**Required work**
Retype precisely the section of the data that starts at the line containing "Player-tracking tagging: indicate the limestone" and runs to its final line, ends included.
START Source material
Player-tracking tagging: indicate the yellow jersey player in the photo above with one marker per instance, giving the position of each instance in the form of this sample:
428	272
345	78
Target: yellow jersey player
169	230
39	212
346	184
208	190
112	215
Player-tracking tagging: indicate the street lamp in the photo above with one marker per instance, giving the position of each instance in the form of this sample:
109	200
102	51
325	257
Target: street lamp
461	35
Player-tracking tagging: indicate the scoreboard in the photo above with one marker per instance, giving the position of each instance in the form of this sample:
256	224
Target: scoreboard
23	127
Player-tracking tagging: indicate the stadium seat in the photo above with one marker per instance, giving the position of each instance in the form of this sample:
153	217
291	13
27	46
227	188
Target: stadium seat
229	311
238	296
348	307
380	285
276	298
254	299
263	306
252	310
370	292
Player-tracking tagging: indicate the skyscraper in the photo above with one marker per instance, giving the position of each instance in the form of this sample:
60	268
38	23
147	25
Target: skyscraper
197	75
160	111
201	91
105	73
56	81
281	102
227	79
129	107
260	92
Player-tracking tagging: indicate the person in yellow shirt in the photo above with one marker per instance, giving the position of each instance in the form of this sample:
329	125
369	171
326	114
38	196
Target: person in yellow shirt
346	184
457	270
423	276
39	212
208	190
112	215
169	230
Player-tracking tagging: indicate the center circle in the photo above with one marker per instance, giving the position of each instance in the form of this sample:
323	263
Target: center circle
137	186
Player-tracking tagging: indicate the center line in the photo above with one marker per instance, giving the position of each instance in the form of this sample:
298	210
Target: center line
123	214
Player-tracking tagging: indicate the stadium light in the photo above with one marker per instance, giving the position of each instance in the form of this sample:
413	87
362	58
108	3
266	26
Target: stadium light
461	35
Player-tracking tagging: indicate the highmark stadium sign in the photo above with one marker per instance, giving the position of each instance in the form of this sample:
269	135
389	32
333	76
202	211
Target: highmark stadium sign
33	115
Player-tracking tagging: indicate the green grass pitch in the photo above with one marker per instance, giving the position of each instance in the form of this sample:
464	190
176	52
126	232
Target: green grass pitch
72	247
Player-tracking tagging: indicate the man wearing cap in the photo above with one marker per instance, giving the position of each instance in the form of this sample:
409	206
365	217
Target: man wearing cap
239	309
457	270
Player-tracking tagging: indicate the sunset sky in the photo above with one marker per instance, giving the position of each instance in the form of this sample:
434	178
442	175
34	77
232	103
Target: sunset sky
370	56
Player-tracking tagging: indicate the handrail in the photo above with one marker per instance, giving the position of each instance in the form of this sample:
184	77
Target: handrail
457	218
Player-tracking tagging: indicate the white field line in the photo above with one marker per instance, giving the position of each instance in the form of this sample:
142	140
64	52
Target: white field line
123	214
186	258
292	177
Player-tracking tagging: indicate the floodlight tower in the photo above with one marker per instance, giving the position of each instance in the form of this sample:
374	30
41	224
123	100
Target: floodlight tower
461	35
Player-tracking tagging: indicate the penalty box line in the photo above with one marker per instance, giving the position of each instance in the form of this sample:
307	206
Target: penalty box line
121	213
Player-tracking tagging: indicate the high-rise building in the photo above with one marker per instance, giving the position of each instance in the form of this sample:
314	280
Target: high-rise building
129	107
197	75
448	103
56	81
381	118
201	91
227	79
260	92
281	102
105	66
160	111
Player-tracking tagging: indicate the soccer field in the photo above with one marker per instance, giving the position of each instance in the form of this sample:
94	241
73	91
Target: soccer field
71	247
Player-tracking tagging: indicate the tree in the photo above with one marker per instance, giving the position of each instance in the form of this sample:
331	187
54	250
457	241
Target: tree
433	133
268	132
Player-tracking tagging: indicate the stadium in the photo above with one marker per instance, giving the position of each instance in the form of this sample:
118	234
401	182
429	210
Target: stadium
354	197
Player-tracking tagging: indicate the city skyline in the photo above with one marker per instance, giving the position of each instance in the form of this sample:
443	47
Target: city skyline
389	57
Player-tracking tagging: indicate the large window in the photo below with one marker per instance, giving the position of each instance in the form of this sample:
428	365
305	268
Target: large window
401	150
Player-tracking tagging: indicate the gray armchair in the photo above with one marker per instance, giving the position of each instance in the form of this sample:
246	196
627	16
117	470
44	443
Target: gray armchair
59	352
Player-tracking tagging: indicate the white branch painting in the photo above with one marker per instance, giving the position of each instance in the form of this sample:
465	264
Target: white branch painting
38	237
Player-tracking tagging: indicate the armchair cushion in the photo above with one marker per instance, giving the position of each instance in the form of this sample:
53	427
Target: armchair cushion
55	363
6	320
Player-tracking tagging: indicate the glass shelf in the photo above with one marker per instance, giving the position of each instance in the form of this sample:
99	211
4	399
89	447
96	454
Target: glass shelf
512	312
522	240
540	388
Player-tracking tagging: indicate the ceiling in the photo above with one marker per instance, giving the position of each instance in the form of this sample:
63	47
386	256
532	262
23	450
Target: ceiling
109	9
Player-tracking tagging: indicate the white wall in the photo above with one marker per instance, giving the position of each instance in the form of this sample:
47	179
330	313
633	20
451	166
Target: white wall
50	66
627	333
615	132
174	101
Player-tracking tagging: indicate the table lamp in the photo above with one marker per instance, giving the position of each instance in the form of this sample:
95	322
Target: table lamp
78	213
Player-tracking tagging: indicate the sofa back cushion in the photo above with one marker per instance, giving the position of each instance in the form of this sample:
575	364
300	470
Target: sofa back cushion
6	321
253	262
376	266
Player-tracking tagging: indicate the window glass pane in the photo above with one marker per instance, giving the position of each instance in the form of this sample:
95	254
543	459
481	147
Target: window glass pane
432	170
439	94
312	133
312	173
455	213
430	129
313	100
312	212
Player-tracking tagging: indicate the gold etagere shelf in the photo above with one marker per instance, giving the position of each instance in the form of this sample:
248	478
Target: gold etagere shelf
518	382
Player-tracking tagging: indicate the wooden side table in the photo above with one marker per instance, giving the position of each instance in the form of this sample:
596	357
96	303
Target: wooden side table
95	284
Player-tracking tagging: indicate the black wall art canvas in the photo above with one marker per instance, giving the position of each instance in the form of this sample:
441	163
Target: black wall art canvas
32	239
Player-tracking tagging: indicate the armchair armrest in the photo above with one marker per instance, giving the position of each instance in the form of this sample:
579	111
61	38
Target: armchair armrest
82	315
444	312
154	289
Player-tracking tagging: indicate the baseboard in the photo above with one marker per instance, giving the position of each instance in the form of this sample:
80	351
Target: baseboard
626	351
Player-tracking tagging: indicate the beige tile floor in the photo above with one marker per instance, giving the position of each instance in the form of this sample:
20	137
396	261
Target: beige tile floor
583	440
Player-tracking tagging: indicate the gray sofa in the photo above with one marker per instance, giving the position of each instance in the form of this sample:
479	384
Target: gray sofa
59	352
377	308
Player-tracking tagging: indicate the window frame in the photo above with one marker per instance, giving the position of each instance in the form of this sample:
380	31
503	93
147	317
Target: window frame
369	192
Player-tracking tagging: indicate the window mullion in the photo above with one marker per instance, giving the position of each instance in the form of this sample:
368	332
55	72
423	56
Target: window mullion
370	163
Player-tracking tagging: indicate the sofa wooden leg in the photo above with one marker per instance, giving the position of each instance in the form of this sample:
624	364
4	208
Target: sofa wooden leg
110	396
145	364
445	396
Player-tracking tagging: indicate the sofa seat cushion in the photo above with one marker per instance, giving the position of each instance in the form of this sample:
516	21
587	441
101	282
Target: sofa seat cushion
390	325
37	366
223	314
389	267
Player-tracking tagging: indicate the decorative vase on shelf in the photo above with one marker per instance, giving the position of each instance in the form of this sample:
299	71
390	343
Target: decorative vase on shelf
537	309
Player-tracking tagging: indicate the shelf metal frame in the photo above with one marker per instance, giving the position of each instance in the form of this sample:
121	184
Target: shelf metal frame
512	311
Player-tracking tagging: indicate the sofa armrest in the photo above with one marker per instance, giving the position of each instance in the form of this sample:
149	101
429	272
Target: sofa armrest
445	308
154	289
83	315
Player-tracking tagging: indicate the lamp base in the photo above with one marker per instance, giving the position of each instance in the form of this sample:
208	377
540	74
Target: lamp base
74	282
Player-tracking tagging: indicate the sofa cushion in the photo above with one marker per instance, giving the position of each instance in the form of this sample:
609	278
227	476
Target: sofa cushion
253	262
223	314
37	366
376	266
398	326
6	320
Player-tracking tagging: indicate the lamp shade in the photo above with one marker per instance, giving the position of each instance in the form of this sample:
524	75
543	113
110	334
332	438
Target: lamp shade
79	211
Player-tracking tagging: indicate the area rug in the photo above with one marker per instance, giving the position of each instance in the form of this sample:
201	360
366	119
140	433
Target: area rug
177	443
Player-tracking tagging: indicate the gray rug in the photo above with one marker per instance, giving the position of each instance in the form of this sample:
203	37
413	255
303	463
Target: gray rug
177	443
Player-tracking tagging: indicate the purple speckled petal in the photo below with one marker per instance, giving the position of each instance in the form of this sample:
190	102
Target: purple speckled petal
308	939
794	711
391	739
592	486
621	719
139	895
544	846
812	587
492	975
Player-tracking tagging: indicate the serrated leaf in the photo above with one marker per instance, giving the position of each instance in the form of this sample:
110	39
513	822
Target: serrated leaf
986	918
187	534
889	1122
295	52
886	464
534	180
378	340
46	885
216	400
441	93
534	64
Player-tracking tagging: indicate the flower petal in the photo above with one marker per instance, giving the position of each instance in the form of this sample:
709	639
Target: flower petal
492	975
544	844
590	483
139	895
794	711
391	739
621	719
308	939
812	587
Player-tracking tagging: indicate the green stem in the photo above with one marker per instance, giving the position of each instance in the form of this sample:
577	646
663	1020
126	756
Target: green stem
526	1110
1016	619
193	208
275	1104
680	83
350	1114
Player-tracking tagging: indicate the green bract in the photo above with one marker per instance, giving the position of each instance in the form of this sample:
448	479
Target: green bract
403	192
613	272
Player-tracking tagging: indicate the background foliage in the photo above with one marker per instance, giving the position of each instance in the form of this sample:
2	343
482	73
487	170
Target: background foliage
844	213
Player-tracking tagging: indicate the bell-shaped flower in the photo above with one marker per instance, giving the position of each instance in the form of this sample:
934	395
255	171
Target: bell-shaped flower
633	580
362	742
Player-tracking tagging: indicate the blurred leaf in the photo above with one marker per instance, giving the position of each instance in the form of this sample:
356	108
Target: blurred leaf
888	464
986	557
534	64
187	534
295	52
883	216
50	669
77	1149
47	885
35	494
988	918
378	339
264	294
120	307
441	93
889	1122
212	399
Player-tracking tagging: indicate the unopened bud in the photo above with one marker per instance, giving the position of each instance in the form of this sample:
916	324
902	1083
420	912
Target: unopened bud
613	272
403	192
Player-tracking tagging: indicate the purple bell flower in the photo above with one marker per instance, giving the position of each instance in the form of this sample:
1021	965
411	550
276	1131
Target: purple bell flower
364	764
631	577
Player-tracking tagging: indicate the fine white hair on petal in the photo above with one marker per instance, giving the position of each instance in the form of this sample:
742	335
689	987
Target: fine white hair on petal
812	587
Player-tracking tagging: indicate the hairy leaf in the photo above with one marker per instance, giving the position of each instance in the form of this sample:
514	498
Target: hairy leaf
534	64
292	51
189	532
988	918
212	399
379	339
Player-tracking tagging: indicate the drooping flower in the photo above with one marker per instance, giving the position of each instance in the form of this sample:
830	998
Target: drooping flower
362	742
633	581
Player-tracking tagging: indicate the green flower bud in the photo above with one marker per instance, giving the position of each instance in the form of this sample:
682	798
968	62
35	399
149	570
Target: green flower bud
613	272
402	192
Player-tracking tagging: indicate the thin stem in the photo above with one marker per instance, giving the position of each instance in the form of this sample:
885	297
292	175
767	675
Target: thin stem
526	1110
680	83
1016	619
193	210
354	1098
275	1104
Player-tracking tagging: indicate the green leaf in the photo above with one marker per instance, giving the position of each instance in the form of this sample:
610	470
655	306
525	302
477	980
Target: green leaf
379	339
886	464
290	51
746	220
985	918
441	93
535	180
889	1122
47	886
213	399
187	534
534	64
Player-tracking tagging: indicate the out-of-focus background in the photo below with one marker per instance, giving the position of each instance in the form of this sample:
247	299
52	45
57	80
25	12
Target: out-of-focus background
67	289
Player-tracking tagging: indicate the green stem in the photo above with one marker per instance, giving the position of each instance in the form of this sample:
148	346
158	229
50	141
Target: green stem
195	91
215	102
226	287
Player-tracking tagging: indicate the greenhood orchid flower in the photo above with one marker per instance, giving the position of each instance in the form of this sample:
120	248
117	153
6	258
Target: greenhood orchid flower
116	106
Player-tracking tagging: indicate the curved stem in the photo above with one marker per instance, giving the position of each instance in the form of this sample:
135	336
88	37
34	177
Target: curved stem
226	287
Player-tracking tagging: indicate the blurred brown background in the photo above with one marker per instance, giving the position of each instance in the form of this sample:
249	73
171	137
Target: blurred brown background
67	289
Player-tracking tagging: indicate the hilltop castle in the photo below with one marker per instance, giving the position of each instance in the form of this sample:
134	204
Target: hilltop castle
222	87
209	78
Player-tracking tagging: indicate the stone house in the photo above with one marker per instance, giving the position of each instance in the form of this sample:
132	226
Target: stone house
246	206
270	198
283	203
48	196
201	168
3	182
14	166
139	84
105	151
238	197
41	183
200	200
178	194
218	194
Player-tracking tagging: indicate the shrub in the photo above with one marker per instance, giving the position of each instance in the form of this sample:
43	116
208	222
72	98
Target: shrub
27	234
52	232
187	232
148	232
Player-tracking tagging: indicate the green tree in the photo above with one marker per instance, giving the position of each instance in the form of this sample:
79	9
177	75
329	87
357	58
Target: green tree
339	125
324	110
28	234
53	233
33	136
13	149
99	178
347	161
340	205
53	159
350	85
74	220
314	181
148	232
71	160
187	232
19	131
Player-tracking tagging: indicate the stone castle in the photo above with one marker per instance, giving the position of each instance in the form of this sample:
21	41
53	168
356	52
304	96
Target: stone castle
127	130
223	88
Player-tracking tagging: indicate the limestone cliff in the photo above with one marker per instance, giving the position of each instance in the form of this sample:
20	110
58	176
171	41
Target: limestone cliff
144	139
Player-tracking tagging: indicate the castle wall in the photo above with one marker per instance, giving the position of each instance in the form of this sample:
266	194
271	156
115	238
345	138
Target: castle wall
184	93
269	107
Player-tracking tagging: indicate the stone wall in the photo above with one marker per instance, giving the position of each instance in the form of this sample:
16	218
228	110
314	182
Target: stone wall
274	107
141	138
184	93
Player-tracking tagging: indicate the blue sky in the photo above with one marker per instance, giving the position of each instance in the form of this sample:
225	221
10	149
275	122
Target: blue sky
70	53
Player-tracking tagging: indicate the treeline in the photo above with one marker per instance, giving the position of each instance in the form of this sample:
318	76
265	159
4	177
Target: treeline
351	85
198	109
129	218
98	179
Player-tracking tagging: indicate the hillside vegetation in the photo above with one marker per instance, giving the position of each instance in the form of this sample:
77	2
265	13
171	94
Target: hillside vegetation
END Source material
**Response to the exercise**
Player-tracking tagging: indicate the limestone cliff in the photo above with one marker per instance, giving the position of each instance in the form of this sample:
20	110
58	176
171	41
Target: limestone cliff
144	139
Player-tracking tagging: indicate the castle wall in the photo above with one marker per instance, giving the position of each instance in the form of this sample:
266	194
271	156
115	238
345	138
Target: castle wall
184	93
269	107
Player-tracking tagging: indicate the stone wall in the photo above with one marker per instance, giving the position of each instance in the form of this sample:
16	218
228	110
314	182
Target: stone wall
274	107
141	138
184	93
Player-tracking tagging: indicate the blue sky in the photo above with one marker per instance, giving the position of each instance in the form of this sample:
225	221
10	149
275	122
Target: blue sky
70	53
Player-tracking tagging: indicate the treeline in the photo above with one marker per instance, giving the position of each instance in the form of this sample:
318	76
265	159
4	177
Target: treeline
351	85
198	109
129	218
98	179
Player-tracking tagging: indicate the hillside vegetation in the photo above with one marker per instance, giving the position of each instance in the form of this sample:
77	2
265	13
171	94
Target: hillside vegetation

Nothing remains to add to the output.